GIVEN INFORMATION:
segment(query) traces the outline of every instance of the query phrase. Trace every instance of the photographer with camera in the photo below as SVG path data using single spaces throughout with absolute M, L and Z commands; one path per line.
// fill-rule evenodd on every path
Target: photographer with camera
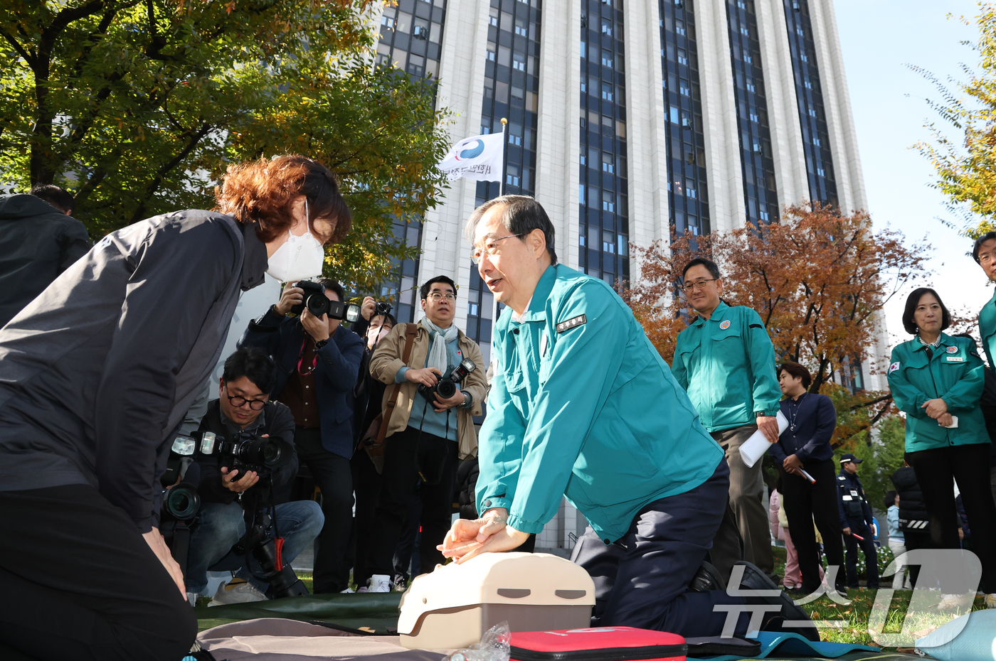
M 321 262 L 352 222 L 304 156 L 233 163 L 215 196 L 111 232 L 0 330 L 0 658 L 174 661 L 193 643 L 158 532 L 170 444 L 240 291 Z
M 270 401 L 276 365 L 261 348 L 243 346 L 225 360 L 218 385 L 218 399 L 208 404 L 199 431 L 213 432 L 225 439 L 245 433 L 255 437 L 277 437 L 292 444 L 294 416 L 279 402 Z M 201 456 L 202 501 L 198 523 L 190 538 L 185 576 L 187 592 L 201 593 L 207 586 L 207 570 L 237 569 L 235 577 L 220 585 L 211 605 L 262 601 L 269 583 L 260 579 L 259 562 L 251 553 L 232 549 L 245 535 L 243 511 L 252 514 L 259 499 L 268 499 L 272 490 L 289 483 L 298 472 L 297 457 L 260 474 L 245 466 L 230 466 L 227 458 Z M 291 563 L 315 542 L 325 517 L 314 501 L 298 501 L 276 506 L 276 528 L 283 543 L 283 561 Z
M 449 530 L 457 457 L 477 452 L 473 416 L 487 392 L 481 349 L 453 325 L 455 283 L 436 276 L 418 293 L 425 318 L 395 326 L 371 358 L 371 373 L 387 384 L 377 437 L 383 482 L 367 561 L 372 592 L 390 590 L 394 549 L 419 477 L 421 570 L 444 561 L 435 547 Z
M 280 301 L 249 323 L 240 342 L 259 346 L 276 361 L 271 396 L 291 409 L 298 458 L 322 490 L 325 527 L 315 552 L 316 593 L 341 592 L 350 583 L 353 388 L 364 342 L 341 326 L 345 299 L 335 280 L 289 283 Z

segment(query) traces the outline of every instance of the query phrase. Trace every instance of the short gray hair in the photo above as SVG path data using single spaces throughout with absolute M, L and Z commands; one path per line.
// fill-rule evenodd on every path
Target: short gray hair
M 533 230 L 541 230 L 547 239 L 547 254 L 550 255 L 550 263 L 557 264 L 557 248 L 554 237 L 554 224 L 550 222 L 543 205 L 529 195 L 502 195 L 493 200 L 488 200 L 481 206 L 474 209 L 467 220 L 466 237 L 470 245 L 474 244 L 474 234 L 477 232 L 477 223 L 487 213 L 491 207 L 501 204 L 505 208 L 501 221 L 511 234 L 520 238 L 529 234 Z

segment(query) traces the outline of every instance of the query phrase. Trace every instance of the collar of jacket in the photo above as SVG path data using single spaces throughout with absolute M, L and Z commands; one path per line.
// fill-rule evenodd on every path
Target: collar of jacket
M 712 311 L 712 315 L 709 316 L 708 320 L 699 315 L 695 321 L 691 323 L 691 326 L 704 326 L 706 322 L 722 322 L 726 317 L 726 311 L 729 309 L 730 307 L 723 303 L 723 300 L 720 299 L 719 305 Z
M 256 223 L 239 223 L 237 220 L 235 222 L 242 230 L 242 241 L 245 245 L 245 256 L 242 258 L 242 291 L 247 292 L 263 284 L 270 263 L 266 257 L 266 244 L 260 241 L 256 234 Z
M 937 342 L 937 346 L 930 346 L 930 348 L 932 348 L 934 351 L 934 355 L 942 352 L 941 350 L 942 346 L 957 346 L 957 342 L 954 341 L 954 338 L 951 337 L 951 335 L 944 332 L 943 330 L 941 330 L 941 333 L 940 335 L 938 335 L 937 339 L 939 340 Z M 910 348 L 914 352 L 924 351 L 926 350 L 927 346 L 929 346 L 929 344 L 924 344 L 919 339 L 917 339 L 916 335 L 913 335 L 912 339 L 907 339 L 906 343 L 909 344 Z
M 550 298 L 550 293 L 554 289 L 554 285 L 557 284 L 557 267 L 551 264 L 547 267 L 547 270 L 543 272 L 540 276 L 540 282 L 536 283 L 536 289 L 533 290 L 533 299 L 529 304 L 529 310 L 523 313 L 522 317 L 519 318 L 519 324 L 524 324 L 526 322 L 545 322 L 547 321 L 547 309 L 546 302 Z M 511 320 L 511 314 L 509 314 L 509 319 Z

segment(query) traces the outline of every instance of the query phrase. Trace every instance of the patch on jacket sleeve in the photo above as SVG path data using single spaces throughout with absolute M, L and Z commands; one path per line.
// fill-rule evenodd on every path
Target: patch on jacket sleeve
M 557 332 L 564 332 L 565 330 L 570 330 L 571 329 L 581 326 L 582 324 L 588 324 L 588 318 L 584 315 L 578 315 L 573 319 L 569 319 L 566 322 L 561 322 L 557 325 Z

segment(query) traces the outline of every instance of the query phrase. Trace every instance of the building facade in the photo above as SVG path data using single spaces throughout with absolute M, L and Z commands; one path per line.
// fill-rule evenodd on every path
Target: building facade
M 637 274 L 630 243 L 672 228 L 771 222 L 805 200 L 868 208 L 832 0 L 399 0 L 380 35 L 380 62 L 438 77 L 454 140 L 508 118 L 506 192 L 535 196 L 560 259 L 608 282 Z M 411 288 L 450 275 L 485 356 L 494 302 L 462 228 L 498 192 L 457 180 L 424 225 L 399 227 L 421 255 L 383 290 L 407 321 Z M 846 377 L 884 387 L 867 364 Z

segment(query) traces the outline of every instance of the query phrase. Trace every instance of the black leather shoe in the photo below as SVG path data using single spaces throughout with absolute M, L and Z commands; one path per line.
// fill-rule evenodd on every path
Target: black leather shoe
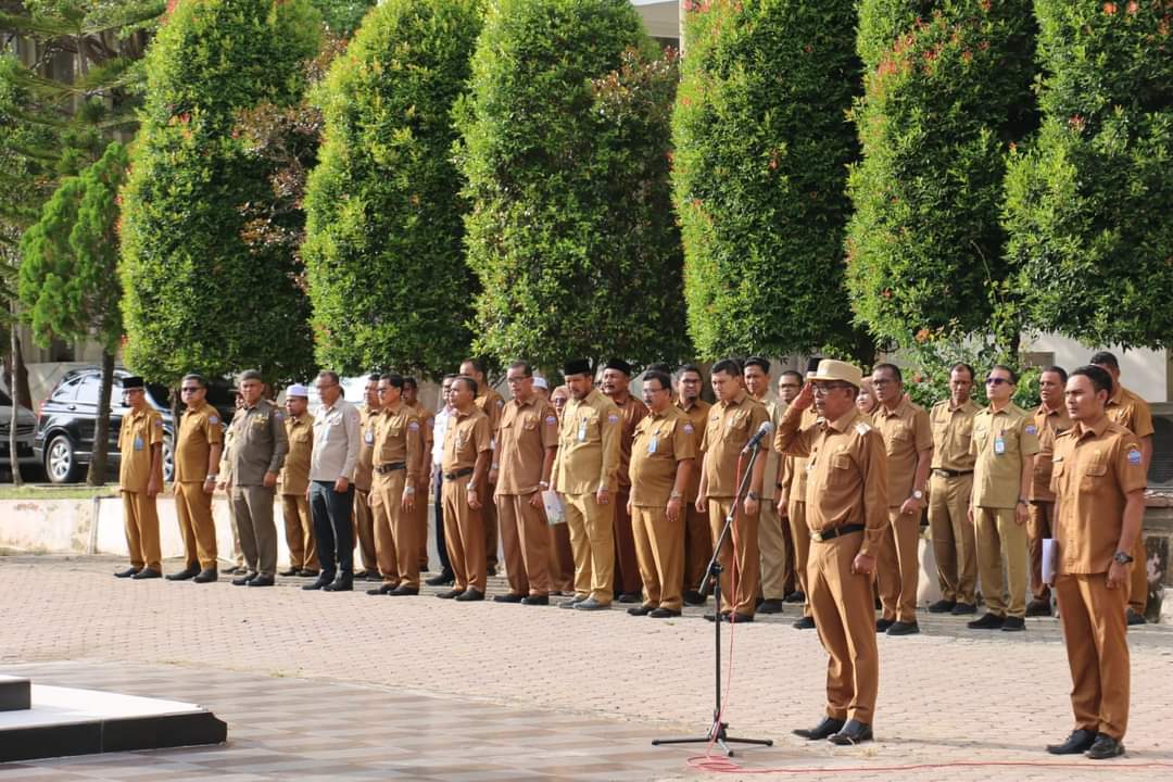
M 1124 743 L 1103 733 L 1096 734 L 1096 741 L 1084 753 L 1091 760 L 1107 760 L 1124 754 Z
M 981 619 L 975 619 L 974 621 L 967 621 L 965 626 L 970 630 L 1001 630 L 1005 619 L 997 617 L 992 613 L 986 613 Z
M 865 741 L 872 741 L 872 726 L 857 722 L 856 720 L 848 720 L 847 725 L 839 733 L 827 736 L 827 741 L 840 747 L 862 744 Z
M 842 720 L 836 720 L 834 718 L 825 716 L 822 722 L 814 726 L 813 728 L 795 728 L 794 735 L 800 739 L 807 739 L 808 741 L 820 741 L 829 736 L 835 735 L 843 727 Z
M 1062 744 L 1047 744 L 1046 752 L 1052 755 L 1078 755 L 1092 748 L 1096 743 L 1096 732 L 1076 728 Z
M 318 576 L 318 578 L 313 580 L 313 583 L 306 584 L 301 589 L 305 590 L 306 592 L 310 592 L 312 590 L 321 590 L 325 589 L 333 580 L 334 580 L 333 573 L 321 573 L 320 576 Z

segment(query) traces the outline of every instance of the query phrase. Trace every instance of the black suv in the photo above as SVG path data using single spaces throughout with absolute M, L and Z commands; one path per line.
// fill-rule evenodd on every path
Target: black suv
M 129 409 L 122 400 L 122 379 L 130 376 L 126 369 L 114 370 L 114 387 L 110 389 L 110 437 L 107 453 L 109 469 L 118 468 L 118 429 L 122 416 Z M 100 367 L 83 367 L 67 372 L 53 392 L 41 402 L 33 437 L 33 451 L 45 464 L 45 472 L 53 483 L 74 483 L 82 478 L 82 468 L 89 464 L 94 450 L 94 433 L 97 428 L 97 400 L 102 385 Z M 211 383 L 208 402 L 221 412 L 224 424 L 235 412 L 231 388 Z M 147 383 L 147 403 L 163 416 L 163 480 L 170 481 L 175 474 L 171 451 L 175 421 L 168 389 L 157 383 Z M 116 472 L 115 472 L 116 474 Z

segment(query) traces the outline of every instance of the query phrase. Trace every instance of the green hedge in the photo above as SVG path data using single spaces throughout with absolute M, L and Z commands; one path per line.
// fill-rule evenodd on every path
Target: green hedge
M 854 4 L 712 0 L 689 14 L 673 118 L 689 327 L 700 355 L 846 344 L 845 113 Z
M 440 374 L 467 354 L 452 108 L 467 89 L 477 0 L 386 0 L 317 90 L 326 141 L 303 247 L 318 356 L 350 373 Z
M 1169 4 L 1035 6 L 1044 122 L 1011 161 L 1005 205 L 1030 317 L 1089 344 L 1169 347 Z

TASK TO CARRY OUT:
Convert the part of the entries that opens with the line containing "of the green" and closes with the final line of the entries, both included, into a numbered list with one item per line. Omit any blank lines.

SOLUTION TO THE EXERCISE:
1. segment(query) traces the outline of every instance of the query phrase. Trace every instance of the green hedge in the photo above as SVG path data using single spaces throughout with absolute M, L and Z commands; one path per line.
2. // fill-rule evenodd on every path
3. Target: green hedge
4. M 854 4 L 712 0 L 689 14 L 673 118 L 689 327 L 700 355 L 846 344 L 845 113 Z
5. M 440 374 L 467 354 L 452 108 L 467 89 L 477 0 L 386 0 L 317 90 L 326 141 L 303 247 L 318 356 L 350 373 Z
6. M 1169 4 L 1035 6 L 1044 122 L 1011 161 L 1005 205 L 1030 317 L 1089 344 L 1169 347 Z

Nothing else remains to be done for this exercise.